Document excerpt: Begin

Photo by Minnie Zhou on Unsplash

“It’s very weird for me to believe I have a child… a KID. I’m a mom. A real MOM.” 

—Serena Williams

Sitting Pretty 

Five long months ago, it was probably tough to imagine your sleepy newborn as the sitting, clapping, and babbling baby they are today. Five months is such a fun age … but hold on tight because your baby is going to start making even more strides in the next five months! 

Starting around now, your little one is finding their balance by sitting independently. (Time to grab the Boppy!)  They’re also showing interest in getting around on their own, through movements called “pre crawling”. Pre crawling can look like a scoot, an army crawl, or turning in circles on their bottom (or on their backs) — but however your baby decides to start exploring, rest assured they are going to need to be watched. 

You can check out some of the pre crawling stages and other common crawling and pre crawling styles along with other five month movement milestones. Once your baby can sit totally upright unassisted they may be ready for solid foods, so be sure to discuss next steps with your pediatrician. 

What’s the Deal with Sleep Training?

Are all the other moms in your parent group talking about sleep training? Are you hitting a wall with sleep deprivation? Discussions about when baby will sleep longer stretches at night (aka sleep training) tend to pop up between four and six months. Before you decide whether or not sleep training is right for you, consider researching the various approaches to sleep training.

Document excerpt: End

Directions:
In the article on five-month-old babies, at what ages do discussions about sleep training tend to come up?

Information: Begin

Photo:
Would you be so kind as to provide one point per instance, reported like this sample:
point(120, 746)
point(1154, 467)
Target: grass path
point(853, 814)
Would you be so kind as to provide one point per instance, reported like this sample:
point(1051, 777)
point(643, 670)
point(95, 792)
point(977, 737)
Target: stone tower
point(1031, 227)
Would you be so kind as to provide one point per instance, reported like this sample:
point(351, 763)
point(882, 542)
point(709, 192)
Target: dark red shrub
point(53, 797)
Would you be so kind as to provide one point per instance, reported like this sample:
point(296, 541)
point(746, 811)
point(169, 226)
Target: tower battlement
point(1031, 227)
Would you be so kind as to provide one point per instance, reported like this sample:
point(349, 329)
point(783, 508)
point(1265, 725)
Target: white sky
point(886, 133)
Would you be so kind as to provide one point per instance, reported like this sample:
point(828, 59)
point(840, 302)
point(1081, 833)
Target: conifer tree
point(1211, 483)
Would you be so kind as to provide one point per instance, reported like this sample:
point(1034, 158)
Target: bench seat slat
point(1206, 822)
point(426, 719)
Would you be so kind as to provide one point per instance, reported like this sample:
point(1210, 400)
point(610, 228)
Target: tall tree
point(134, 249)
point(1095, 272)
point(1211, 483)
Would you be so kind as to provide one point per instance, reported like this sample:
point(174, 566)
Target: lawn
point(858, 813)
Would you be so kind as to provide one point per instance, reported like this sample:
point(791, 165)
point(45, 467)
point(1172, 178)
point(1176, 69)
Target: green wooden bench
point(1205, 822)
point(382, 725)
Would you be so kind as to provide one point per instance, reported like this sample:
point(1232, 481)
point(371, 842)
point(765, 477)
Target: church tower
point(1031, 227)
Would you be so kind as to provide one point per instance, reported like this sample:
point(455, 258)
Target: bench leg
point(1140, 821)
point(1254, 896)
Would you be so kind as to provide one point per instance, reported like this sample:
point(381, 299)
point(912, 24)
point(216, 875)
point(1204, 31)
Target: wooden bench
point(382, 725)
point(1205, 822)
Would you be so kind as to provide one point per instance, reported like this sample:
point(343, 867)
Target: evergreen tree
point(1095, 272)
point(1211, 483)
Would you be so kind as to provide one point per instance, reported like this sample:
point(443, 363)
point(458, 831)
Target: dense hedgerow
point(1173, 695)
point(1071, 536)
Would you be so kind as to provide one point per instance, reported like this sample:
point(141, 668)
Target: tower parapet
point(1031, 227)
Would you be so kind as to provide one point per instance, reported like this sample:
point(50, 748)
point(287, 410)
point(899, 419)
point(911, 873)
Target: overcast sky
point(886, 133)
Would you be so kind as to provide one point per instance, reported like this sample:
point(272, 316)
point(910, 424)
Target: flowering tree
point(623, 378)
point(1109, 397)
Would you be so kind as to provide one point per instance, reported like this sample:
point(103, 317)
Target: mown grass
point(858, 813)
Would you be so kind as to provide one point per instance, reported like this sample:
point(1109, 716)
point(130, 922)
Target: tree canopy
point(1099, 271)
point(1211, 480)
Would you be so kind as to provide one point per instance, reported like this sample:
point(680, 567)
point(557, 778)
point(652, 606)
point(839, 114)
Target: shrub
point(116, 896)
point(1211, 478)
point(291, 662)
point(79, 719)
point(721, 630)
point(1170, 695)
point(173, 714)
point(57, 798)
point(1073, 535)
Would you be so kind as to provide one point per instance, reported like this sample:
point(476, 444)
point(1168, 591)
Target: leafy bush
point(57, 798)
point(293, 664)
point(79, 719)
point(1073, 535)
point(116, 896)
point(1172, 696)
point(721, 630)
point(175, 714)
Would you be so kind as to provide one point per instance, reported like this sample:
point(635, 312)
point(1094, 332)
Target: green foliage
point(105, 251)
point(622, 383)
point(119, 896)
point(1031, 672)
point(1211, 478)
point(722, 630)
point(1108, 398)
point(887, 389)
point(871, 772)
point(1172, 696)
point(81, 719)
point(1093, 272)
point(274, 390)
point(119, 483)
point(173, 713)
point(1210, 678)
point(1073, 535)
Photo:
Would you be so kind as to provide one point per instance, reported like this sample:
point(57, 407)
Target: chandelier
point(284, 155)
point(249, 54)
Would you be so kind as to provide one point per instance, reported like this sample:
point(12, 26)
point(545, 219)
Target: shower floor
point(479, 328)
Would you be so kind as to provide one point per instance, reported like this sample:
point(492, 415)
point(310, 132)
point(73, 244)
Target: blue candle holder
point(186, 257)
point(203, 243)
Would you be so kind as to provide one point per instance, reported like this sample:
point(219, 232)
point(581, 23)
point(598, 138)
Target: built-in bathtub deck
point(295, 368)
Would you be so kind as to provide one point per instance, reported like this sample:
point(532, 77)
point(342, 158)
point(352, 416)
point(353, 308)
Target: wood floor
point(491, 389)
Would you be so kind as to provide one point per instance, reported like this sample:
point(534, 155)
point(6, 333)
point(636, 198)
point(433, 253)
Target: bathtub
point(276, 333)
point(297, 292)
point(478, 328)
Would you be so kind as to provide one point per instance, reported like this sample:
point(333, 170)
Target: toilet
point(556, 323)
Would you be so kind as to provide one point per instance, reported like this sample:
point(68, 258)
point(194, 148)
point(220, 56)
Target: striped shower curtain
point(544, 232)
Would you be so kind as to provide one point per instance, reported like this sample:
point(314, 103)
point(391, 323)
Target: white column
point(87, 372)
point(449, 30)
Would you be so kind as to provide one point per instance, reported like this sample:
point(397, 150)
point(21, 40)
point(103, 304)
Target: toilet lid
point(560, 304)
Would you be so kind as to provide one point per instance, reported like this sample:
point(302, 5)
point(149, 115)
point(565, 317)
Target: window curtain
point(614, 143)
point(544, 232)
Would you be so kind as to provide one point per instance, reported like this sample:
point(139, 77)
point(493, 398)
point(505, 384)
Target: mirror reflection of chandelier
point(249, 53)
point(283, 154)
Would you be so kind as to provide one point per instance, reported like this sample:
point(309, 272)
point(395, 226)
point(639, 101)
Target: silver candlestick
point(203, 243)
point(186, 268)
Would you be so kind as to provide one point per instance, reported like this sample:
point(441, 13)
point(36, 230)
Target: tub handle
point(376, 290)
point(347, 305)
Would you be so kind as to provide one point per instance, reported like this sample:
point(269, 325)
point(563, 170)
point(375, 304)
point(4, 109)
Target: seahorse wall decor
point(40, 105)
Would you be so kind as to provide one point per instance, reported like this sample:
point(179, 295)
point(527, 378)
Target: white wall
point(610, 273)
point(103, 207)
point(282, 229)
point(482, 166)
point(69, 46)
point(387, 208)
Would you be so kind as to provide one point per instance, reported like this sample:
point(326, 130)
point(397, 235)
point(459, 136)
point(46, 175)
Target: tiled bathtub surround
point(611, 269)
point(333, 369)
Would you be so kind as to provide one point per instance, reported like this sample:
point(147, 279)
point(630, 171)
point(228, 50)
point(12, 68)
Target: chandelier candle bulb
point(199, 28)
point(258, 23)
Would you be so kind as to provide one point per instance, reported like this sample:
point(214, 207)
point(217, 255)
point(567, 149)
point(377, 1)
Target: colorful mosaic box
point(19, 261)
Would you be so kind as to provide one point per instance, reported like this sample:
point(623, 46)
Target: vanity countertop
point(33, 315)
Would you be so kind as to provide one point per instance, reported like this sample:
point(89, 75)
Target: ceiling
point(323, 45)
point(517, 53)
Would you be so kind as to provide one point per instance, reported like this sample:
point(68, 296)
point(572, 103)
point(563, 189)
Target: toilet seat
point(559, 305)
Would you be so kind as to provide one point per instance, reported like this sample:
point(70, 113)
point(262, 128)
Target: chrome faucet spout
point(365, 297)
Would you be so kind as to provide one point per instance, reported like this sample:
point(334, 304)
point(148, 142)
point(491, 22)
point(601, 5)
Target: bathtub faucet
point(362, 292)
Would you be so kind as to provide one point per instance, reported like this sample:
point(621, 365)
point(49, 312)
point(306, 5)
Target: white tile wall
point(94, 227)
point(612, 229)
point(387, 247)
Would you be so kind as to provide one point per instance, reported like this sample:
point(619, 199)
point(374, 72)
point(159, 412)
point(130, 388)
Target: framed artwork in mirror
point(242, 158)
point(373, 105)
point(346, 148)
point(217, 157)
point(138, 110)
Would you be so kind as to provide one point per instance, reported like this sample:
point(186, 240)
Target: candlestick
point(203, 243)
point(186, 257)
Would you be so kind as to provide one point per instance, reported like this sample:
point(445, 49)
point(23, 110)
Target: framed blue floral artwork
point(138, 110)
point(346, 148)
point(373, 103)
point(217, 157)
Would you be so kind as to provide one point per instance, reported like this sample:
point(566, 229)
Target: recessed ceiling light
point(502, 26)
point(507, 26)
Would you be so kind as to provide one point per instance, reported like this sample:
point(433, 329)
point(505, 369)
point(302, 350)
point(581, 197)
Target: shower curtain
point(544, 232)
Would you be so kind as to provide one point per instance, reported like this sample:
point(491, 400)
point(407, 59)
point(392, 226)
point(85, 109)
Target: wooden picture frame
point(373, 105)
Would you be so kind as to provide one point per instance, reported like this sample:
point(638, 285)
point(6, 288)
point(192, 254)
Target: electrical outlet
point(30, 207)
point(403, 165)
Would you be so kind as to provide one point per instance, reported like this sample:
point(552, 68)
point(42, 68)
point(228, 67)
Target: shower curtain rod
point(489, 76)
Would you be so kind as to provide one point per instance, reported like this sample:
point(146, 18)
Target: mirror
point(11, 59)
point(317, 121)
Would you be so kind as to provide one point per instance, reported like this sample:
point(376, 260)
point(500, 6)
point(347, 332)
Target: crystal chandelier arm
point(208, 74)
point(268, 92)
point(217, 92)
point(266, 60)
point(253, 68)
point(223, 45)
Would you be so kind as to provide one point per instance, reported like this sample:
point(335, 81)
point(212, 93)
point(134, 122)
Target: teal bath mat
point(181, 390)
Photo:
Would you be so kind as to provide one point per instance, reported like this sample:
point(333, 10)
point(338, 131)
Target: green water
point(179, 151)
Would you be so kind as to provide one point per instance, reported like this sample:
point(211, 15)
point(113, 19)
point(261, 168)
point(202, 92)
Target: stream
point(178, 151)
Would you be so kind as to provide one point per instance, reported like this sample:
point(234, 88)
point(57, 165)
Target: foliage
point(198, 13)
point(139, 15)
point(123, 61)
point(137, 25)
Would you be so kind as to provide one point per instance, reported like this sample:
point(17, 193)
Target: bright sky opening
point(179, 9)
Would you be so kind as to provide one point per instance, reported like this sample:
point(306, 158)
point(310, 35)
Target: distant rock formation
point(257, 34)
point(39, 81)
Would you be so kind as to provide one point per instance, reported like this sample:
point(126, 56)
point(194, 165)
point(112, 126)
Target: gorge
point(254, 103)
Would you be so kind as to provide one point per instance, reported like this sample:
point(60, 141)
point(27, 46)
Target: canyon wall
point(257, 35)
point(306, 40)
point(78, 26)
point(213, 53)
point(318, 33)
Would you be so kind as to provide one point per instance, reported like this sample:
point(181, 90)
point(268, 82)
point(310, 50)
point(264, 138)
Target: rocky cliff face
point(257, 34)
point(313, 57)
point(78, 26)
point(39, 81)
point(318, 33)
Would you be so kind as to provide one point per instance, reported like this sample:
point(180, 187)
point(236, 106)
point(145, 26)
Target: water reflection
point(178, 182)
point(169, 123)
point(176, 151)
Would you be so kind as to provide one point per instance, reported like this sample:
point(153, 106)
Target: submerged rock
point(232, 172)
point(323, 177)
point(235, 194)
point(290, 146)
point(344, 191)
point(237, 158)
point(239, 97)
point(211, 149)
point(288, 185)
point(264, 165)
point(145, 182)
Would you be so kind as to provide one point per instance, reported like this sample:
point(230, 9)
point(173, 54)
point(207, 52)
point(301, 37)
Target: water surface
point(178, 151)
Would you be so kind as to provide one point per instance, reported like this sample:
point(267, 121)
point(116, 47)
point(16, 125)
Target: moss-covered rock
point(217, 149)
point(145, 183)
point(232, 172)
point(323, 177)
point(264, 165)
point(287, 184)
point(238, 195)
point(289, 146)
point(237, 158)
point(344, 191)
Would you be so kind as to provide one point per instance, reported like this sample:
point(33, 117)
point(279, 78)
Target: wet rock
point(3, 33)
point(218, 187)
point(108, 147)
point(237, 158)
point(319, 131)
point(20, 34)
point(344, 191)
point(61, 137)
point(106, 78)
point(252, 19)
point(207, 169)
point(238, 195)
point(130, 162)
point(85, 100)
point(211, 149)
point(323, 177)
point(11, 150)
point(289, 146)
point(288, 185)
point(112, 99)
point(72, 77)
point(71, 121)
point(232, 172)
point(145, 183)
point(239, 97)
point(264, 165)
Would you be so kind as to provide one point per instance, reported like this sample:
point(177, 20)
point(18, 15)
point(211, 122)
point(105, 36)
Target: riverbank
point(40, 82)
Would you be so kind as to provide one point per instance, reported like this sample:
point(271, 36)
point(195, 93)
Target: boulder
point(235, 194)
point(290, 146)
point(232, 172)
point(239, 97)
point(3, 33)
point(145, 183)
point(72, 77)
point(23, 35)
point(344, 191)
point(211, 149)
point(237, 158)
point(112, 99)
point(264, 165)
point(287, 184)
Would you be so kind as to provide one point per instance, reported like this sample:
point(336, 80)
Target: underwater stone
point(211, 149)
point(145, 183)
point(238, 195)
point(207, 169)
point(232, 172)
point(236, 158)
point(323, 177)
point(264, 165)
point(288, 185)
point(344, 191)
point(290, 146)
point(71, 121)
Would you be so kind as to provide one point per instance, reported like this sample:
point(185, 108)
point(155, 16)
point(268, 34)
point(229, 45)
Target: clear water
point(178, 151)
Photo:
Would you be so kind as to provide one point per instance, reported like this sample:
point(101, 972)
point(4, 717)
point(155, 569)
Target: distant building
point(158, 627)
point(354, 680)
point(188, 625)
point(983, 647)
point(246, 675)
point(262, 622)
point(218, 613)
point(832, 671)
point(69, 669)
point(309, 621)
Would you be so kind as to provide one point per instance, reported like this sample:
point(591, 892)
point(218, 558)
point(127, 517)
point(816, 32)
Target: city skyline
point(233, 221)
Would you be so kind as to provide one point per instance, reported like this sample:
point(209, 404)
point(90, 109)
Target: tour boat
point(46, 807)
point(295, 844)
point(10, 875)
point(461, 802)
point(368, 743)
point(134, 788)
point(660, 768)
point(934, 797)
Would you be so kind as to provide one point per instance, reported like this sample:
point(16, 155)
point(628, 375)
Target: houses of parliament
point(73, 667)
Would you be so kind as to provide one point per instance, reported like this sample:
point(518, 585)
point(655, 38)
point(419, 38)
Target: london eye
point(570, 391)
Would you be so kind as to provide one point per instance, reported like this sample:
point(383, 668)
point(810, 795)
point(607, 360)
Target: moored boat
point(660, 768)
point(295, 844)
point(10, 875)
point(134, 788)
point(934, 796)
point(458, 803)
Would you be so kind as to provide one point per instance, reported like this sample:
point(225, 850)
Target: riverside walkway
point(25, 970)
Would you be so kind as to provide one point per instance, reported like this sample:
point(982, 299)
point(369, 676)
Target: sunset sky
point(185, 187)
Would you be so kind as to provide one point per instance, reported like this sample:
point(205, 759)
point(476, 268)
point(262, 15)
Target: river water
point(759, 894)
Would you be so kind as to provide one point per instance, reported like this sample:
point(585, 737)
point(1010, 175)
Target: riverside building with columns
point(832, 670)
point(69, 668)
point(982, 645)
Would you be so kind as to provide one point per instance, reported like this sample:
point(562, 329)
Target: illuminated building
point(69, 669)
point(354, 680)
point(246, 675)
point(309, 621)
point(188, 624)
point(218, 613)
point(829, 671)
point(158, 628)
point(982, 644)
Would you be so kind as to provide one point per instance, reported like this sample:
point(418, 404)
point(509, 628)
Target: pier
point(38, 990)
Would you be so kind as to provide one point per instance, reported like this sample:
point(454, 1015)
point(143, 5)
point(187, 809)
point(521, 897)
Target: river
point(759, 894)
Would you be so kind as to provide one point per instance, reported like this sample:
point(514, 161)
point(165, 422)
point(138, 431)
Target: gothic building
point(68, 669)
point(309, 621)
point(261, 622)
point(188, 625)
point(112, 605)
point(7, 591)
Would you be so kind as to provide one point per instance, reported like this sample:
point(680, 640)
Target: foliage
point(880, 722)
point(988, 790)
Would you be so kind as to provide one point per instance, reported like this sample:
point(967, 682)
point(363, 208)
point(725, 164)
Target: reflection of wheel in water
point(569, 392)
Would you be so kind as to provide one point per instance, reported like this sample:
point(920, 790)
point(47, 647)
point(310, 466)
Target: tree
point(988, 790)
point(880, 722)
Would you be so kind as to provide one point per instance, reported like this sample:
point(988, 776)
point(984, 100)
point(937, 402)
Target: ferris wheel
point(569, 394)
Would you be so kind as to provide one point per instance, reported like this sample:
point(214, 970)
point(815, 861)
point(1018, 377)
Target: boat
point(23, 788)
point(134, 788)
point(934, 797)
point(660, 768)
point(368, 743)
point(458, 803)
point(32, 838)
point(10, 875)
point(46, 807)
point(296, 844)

Information: End

Response to the exercise:
Between four and six months.